[Region pointing data]
=== Begin Enclosure ===

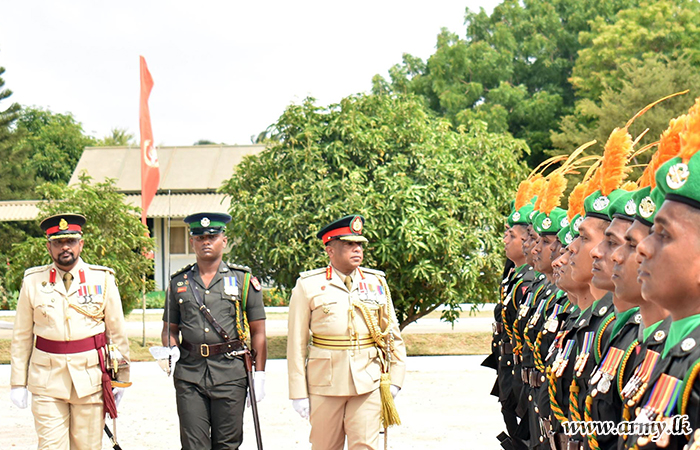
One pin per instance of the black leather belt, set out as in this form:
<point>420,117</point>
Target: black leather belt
<point>206,350</point>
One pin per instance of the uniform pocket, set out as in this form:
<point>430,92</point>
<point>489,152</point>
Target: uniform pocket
<point>39,369</point>
<point>319,370</point>
<point>43,315</point>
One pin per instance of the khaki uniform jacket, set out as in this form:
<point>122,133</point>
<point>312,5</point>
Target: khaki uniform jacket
<point>43,309</point>
<point>323,306</point>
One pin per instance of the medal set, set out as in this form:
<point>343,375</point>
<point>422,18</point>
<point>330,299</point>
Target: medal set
<point>372,293</point>
<point>661,404</point>
<point>562,359</point>
<point>231,286</point>
<point>637,385</point>
<point>603,377</point>
<point>582,357</point>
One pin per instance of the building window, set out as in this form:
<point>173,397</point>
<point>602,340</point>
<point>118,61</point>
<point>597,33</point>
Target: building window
<point>180,241</point>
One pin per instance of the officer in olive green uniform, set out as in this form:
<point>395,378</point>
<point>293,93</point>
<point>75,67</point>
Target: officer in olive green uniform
<point>210,376</point>
<point>73,310</point>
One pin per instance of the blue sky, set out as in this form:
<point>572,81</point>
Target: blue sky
<point>223,70</point>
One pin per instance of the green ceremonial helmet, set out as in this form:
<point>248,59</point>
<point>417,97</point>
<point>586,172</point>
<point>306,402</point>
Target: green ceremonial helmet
<point>565,236</point>
<point>520,217</point>
<point>623,206</point>
<point>648,203</point>
<point>598,205</point>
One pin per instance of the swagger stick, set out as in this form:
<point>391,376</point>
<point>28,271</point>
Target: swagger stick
<point>249,368</point>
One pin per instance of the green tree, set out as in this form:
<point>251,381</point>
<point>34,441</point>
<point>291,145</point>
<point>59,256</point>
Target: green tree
<point>52,143</point>
<point>114,236</point>
<point>511,70</point>
<point>640,84</point>
<point>434,198</point>
<point>665,27</point>
<point>119,137</point>
<point>8,116</point>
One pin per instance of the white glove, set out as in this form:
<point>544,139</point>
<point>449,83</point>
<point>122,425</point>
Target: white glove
<point>394,390</point>
<point>19,397</point>
<point>118,394</point>
<point>301,406</point>
<point>174,356</point>
<point>259,386</point>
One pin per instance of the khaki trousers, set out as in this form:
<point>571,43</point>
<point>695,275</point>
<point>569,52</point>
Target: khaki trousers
<point>333,418</point>
<point>74,424</point>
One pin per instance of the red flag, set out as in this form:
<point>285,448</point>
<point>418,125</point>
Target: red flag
<point>150,174</point>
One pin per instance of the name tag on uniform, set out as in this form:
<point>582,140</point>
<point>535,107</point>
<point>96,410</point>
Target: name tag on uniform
<point>231,286</point>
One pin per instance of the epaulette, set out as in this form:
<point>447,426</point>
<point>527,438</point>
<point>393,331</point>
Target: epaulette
<point>36,269</point>
<point>238,267</point>
<point>374,272</point>
<point>309,273</point>
<point>184,269</point>
<point>103,268</point>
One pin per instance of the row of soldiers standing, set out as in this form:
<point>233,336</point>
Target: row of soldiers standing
<point>598,322</point>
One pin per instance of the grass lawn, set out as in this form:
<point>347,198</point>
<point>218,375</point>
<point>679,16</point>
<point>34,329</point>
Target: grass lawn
<point>416,345</point>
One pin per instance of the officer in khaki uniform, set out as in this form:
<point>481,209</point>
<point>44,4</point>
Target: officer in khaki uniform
<point>73,309</point>
<point>346,315</point>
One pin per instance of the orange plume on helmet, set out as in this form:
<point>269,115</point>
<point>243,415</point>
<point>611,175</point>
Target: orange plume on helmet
<point>669,146</point>
<point>690,136</point>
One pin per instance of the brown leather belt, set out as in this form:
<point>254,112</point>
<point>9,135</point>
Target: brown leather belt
<point>66,347</point>
<point>206,350</point>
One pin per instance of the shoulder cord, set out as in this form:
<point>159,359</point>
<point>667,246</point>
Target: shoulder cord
<point>508,329</point>
<point>552,390</point>
<point>599,337</point>
<point>96,316</point>
<point>241,316</point>
<point>623,366</point>
<point>539,364</point>
<point>591,437</point>
<point>573,401</point>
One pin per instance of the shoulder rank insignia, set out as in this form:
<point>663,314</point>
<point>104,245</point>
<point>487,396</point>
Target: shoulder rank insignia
<point>255,283</point>
<point>687,344</point>
<point>184,269</point>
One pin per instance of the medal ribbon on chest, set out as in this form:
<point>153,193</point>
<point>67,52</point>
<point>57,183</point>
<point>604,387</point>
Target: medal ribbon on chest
<point>552,323</point>
<point>582,357</point>
<point>231,286</point>
<point>663,399</point>
<point>603,377</point>
<point>637,385</point>
<point>538,312</point>
<point>524,308</point>
<point>562,359</point>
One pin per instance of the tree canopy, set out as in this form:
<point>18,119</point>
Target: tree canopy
<point>511,70</point>
<point>114,236</point>
<point>434,198</point>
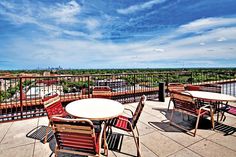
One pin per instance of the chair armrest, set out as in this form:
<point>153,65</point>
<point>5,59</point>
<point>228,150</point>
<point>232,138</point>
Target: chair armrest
<point>130,111</point>
<point>101,135</point>
<point>206,108</point>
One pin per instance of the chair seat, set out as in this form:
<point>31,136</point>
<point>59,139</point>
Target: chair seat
<point>229,109</point>
<point>121,122</point>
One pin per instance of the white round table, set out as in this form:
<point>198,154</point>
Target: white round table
<point>211,96</point>
<point>95,108</point>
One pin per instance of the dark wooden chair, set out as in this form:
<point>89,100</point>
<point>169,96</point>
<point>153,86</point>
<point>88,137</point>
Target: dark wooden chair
<point>185,103</point>
<point>129,124</point>
<point>101,92</point>
<point>76,136</point>
<point>53,106</point>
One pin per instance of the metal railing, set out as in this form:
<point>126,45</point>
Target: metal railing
<point>20,97</point>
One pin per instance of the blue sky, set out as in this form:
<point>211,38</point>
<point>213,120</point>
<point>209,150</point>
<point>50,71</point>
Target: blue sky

=== End Enclosure ===

**Problem details**. Write out each record exactly as shown, but not its pictures.

**Reply**.
One pin per instance of the black leather belt, set out as in this form:
<point>420,117</point>
Target: black leather belt
<point>206,350</point>
One pin per instance of the uniform pocket, set out as in this form:
<point>430,92</point>
<point>489,152</point>
Target: uniform pocket
<point>39,369</point>
<point>319,370</point>
<point>43,315</point>
One pin per instance of the khaki uniform jacket, set out as in this form:
<point>122,133</point>
<point>312,5</point>
Target: khaki uniform jacket
<point>43,309</point>
<point>323,306</point>
One pin per instance of the medal set, set out as in this form:
<point>343,375</point>
<point>422,18</point>
<point>330,299</point>
Target: medal set
<point>372,293</point>
<point>661,404</point>
<point>562,359</point>
<point>231,286</point>
<point>637,385</point>
<point>603,377</point>
<point>582,357</point>
One pin per instance of the building window, set out as in this form:
<point>173,397</point>
<point>602,340</point>
<point>118,61</point>
<point>597,33</point>
Target: building window
<point>180,241</point>
One pin per instance of the officer in olive green uniform, set out as in this form:
<point>395,378</point>
<point>293,93</point>
<point>75,67</point>
Target: officer in olive green uniform
<point>210,376</point>
<point>73,310</point>
One pin per instance of the blue sky, set out as in this form:
<point>572,81</point>
Target: blue sky
<point>223,70</point>
One pin per instance of the green ceremonial helmet, set out as in this form:
<point>248,59</point>
<point>417,97</point>
<point>586,172</point>
<point>306,402</point>
Target: green ceremonial helmet
<point>565,236</point>
<point>520,217</point>
<point>623,206</point>
<point>648,203</point>
<point>598,205</point>
One pin per instance of the swagger stick, set out as in this form:
<point>391,376</point>
<point>28,271</point>
Target: swagger stick
<point>249,368</point>
One pin per instance of the green tree, set out as in this form:
<point>251,381</point>
<point>34,441</point>
<point>291,145</point>
<point>59,256</point>
Target: green tree
<point>52,143</point>
<point>114,236</point>
<point>511,70</point>
<point>640,84</point>
<point>434,198</point>
<point>665,27</point>
<point>119,137</point>
<point>8,116</point>
One pin per instance of the white glove, set out as in this form:
<point>544,139</point>
<point>449,83</point>
<point>122,425</point>
Target: white glove
<point>394,390</point>
<point>19,397</point>
<point>118,394</point>
<point>301,406</point>
<point>174,356</point>
<point>259,386</point>
One pin per instance of the khaki trousers, set out as in this form:
<point>571,43</point>
<point>695,275</point>
<point>569,52</point>
Target: khaki trousers
<point>333,418</point>
<point>74,424</point>
One pin per instance of the red flag, set out as in this form:
<point>285,448</point>
<point>418,125</point>
Target: red flag
<point>150,174</point>
One pin per instance of the name tag on uniform, set out as in this form:
<point>582,140</point>
<point>535,107</point>
<point>96,410</point>
Target: name tag on uniform
<point>231,286</point>
One pin per instance of the epaulette, set out as in this form:
<point>447,426</point>
<point>527,438</point>
<point>393,331</point>
Target: epaulette
<point>36,269</point>
<point>238,267</point>
<point>374,272</point>
<point>309,273</point>
<point>184,269</point>
<point>103,268</point>
One pin per instance of the row of soldiers standing, set out as in this form:
<point>233,336</point>
Target: row of soldiers standing
<point>598,322</point>
One pin per instance of the grass lawn, set out as in this form:
<point>347,198</point>
<point>218,375</point>
<point>679,16</point>
<point>34,329</point>
Target: grass lawn
<point>416,345</point>
One pin per instance of the officer in khaki uniform, set out as in this form:
<point>481,209</point>
<point>44,4</point>
Target: officer in khaki uniform
<point>73,309</point>
<point>346,315</point>
One pin per instance of the orange plume on helmet, set out as in this form:
<point>269,115</point>
<point>243,415</point>
<point>611,175</point>
Target: orange plume on helmet
<point>669,146</point>
<point>690,136</point>
One pin per instance of the brown leather belt, set out as in this form:
<point>254,112</point>
<point>9,135</point>
Target: brown leather belt
<point>66,347</point>
<point>206,350</point>
One pin per instance of the shoulder cord, set out as in this form:
<point>159,359</point>
<point>667,246</point>
Target: shoulder cord
<point>508,329</point>
<point>552,390</point>
<point>599,337</point>
<point>96,316</point>
<point>241,316</point>
<point>623,366</point>
<point>539,364</point>
<point>591,437</point>
<point>573,401</point>
One pin per instance of the shoulder rank insignia, set out as in this form:
<point>663,314</point>
<point>104,245</point>
<point>487,396</point>
Target: shoulder rank insignia
<point>255,283</point>
<point>687,344</point>
<point>184,269</point>
One pin per instance of the medal ribbon on chest, set out as in this form:
<point>153,193</point>
<point>67,52</point>
<point>57,183</point>
<point>604,387</point>
Target: medal ribbon on chest
<point>552,323</point>
<point>582,357</point>
<point>231,286</point>
<point>663,399</point>
<point>603,377</point>
<point>637,385</point>
<point>538,312</point>
<point>524,308</point>
<point>562,359</point>
One pin per instance of the tree canopy, set out as in this form:
<point>18,119</point>
Target: tree canopy
<point>511,70</point>
<point>114,236</point>
<point>434,198</point>
One pin per instance of the chair armrest, set out as in this form:
<point>153,65</point>
<point>5,59</point>
<point>228,150</point>
<point>232,138</point>
Target: chair armrest
<point>130,111</point>
<point>101,135</point>
<point>206,108</point>
One pin per instance of the chair seat, set out as in this form:
<point>31,136</point>
<point>59,139</point>
Target: chair seat
<point>229,109</point>
<point>121,122</point>
One pin per instance of the white round table, set out as in this form:
<point>198,154</point>
Target: white round table
<point>211,96</point>
<point>95,108</point>
One pin per instance of the dark wooden chair, set out as in this form:
<point>89,100</point>
<point>169,96</point>
<point>153,86</point>
<point>88,137</point>
Target: dark wooden chair
<point>185,103</point>
<point>129,124</point>
<point>101,92</point>
<point>76,136</point>
<point>53,106</point>
One pin per instance of the metal railing, set out as in this form:
<point>126,45</point>
Target: metal railing
<point>20,97</point>
One pin per instance of the blue sky, set out as in this form:
<point>211,38</point>
<point>213,120</point>
<point>209,150</point>
<point>50,71</point>
Target: blue sky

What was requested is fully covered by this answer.